TASK REQUIREMENTS
Rewrite the stretch of the police survey report from "Interim Police Chief" through "sense of security.", putting "a feeling of safety" in place of "a sense of security".

Rochester, N.Y. - The Rochester Police Department surveyed close to 400 people asking them if they felt safe and how they felt about police officers. While the results weren't surprising, they were troubling. Close to 46 percent of people surveyed said they didn't trust the police department. Almost 34% of people said they didn't feel safe at night in their own neighborhood.

Interim Police Chief Mike Ciminelli said the department is already working on trying to rebuild trust by getting officers back in neighborhoods, to restore both faith in the department and give people a sense of security.
Mayor Lovely Warren said she agrees with the chief that they cannot wait to make changes. She is in the process of developing a plan to reorganize the department. It will be a return to community policing. There will be four or five smaller police sections, so that police are patrolling smaller areas.

They will also have more time to get out of the car and interact with people in neighborhoods. Chief Ciminelli said the survey found that the more positive encounters people had with police, the better they liked them.

SUPPLIED INFORMATION

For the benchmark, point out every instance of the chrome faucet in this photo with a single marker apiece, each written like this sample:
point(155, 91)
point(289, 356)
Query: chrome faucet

WRITTEN RESPONSE
Interim Police Chief Mike Ciminelli said the department is already working on trying to rebuild trust by getting officers back in neighborhoods, to restore both faith in the department and give people a feeling of safety.